- _What the task asks_
All lines from the one containing "bench. Keep to one point per instance." down to the one containing "deck. Keep to one point per instance.", both ends included, are to be given again exactly; omit the rest of the listing below.

- _Data provided_
-- Opening Marker --
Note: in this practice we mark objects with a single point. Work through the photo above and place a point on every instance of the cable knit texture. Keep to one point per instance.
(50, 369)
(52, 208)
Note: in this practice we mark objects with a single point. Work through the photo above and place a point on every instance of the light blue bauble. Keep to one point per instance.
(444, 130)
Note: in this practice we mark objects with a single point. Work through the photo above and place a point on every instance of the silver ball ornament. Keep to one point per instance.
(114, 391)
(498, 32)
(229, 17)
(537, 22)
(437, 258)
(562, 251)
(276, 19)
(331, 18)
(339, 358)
-- Closing Marker --
-- Opening Marker --
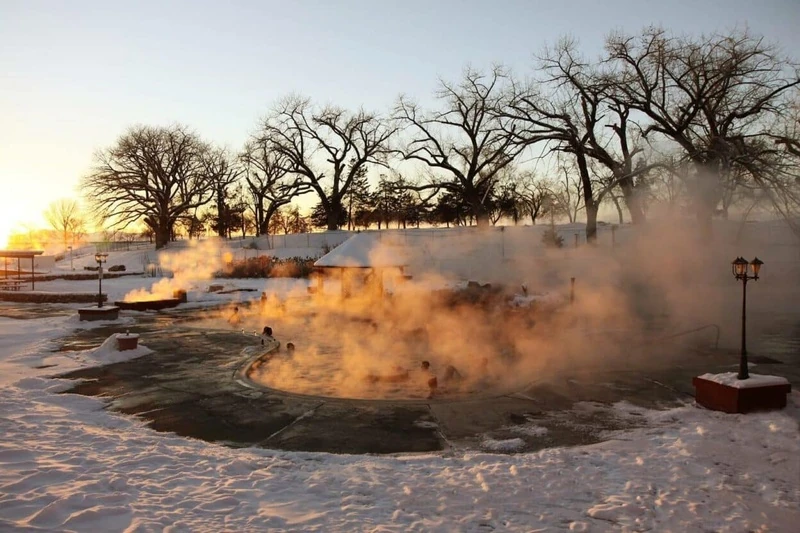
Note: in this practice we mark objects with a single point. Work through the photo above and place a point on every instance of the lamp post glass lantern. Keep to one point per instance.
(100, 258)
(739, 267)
-- Closing Marker --
-- Opening Marker --
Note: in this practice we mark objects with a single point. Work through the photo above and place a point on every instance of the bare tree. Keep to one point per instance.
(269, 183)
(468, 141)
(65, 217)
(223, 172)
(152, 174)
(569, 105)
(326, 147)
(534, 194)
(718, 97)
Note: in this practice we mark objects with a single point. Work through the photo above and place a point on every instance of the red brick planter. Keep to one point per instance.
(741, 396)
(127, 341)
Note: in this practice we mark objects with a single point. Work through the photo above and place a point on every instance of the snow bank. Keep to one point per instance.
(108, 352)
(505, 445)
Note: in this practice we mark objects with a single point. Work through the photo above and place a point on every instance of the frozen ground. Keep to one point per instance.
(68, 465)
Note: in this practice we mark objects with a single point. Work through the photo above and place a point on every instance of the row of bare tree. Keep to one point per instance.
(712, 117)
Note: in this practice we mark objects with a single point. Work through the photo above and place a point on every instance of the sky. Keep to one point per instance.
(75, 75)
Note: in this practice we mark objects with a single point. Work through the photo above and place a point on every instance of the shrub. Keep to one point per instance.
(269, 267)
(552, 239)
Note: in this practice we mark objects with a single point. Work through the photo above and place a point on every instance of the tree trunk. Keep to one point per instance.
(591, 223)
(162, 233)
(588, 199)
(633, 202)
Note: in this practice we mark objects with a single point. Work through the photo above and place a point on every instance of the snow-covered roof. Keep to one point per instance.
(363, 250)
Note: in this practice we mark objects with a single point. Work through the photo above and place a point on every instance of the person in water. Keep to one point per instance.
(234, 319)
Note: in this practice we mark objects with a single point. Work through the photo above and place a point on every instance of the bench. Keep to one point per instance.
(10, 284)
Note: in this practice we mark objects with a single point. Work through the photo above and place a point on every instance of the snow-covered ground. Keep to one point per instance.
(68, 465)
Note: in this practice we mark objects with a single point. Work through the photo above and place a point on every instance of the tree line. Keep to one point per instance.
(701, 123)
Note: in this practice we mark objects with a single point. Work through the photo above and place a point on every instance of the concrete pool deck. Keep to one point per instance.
-- Closing Marker --
- _Answer to this problem_
Note: in this practice we mark objects with a single point. Work through the photo above and place a point on every instance of the bench. Keep to one point per instance.
(10, 284)
Note: in this practice we mark objects with a single point. Work through the photo above and place a point on every instance of the snow-covered ground. Keep to one point per instance.
(68, 465)
Note: in this practice we mark objects with a single point. Work through the photo above and place a point on every instance of the tree line. Keep to one point per instance.
(701, 123)
Note: in this practice we mark objects with a single point. Work through the photo above and place a point on every instance of the concrete pool deck. Keep to one point per instance.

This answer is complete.